◆ Text excerpt
But public speaking is a bit different from normal conversation talking. It is sometimes terrifying, and scary - I still get butterflies every time when speaking to a big audience - but public speaking is uplifting, exhilarating and satisfying also - especially when the speech was all over, and the audience was happy, entertained and more informed. 

 

In the Alfred Health Community Rehabilitation (at Caulfield - roughly 3 years ago), I participated in a speech presentation skills group (maybe 5 or 6 people) where I had to stand up and give Powerpoint presentations to the group. I was nervous, each time because my speech was relatively poor in this stage, but my speech therapists were encouraging and positive. I chose my topics (for my speeches) because it was more relevant and I spoke about football, barefoot-running, cricket etc. The subject matter was less important than grammar, and I received good strategies to prepare for the speeches, and hence I received more confidence and advice.

◆ Problem set
• a. According to the public speaking passage, where was the Alfred Health Community Rehabilitation located?
• b. Reproduce the stretch of the public speaking passage from "But public speaking" through "and more informed.".
• c. Resume the public speaking passage after its last sentence.
The entries here come from a different source than the public speaking passage.

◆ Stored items
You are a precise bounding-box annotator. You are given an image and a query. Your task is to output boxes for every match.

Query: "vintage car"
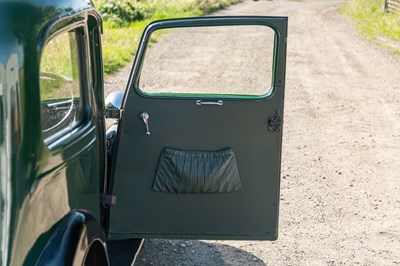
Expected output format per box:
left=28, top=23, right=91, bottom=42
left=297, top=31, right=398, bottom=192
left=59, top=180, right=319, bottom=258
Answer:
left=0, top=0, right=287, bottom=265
* * *
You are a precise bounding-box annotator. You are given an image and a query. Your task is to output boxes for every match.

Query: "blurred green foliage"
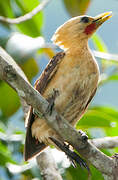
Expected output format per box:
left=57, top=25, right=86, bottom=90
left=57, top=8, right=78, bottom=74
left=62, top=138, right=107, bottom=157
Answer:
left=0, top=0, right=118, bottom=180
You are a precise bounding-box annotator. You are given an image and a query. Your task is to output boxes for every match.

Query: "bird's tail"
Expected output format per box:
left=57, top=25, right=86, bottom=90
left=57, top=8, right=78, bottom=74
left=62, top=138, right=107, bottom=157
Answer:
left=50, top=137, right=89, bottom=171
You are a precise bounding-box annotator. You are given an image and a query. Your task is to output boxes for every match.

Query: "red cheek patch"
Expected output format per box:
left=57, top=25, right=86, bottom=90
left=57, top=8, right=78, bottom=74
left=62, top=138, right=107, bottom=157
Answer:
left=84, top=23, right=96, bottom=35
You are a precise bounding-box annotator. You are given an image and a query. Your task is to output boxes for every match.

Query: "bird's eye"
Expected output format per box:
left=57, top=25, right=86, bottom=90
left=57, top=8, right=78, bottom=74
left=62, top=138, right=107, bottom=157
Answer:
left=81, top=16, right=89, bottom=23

◆ Answer list
• a. At Caulfield.

• b.
But public speaking is a bit different from normal conversation talking. It is sometimes terrifying, and scary - I still get butterflies every time when speaking to a big audience - but public speaking is uplifting, exhilarating and satisfying also - especially when the speech was all over, and the audience was happy, entertained and more informed.

• c.
My rehab centred on goals - naturally. Aside the presentation skills group, I attended one-on-one speech therapy also. One session (with Claire my speech therapist), I said ‘I need your help’. My cricket club (Maccabi AJAX) organised a fundraising dinner for me, and I desperately wanted to prepare a short speech for the function to say thank you - It was my first speech after my stroke and the date was almost after 13 months my stroke.

 

The ‘Legends Dinner’ was memorable night - similar to a sportsmans night with dinner, guest speakers, silent auction, raffles etc. Over 200 people came to the function, honouring our cricket club stalwart - Barry Kave - because he had completed 50 years of playing cricket and he reached the 800 wickets milestone. Barry is a humble man and a friend, and he agreed to proceed with the function only because of helping me. I am (still) grateful, humbled and shocked by with Barry, and the generosity and support of my cricket club, wider community also. This was a difficult time for me and my family but made so much easier by the support of so many.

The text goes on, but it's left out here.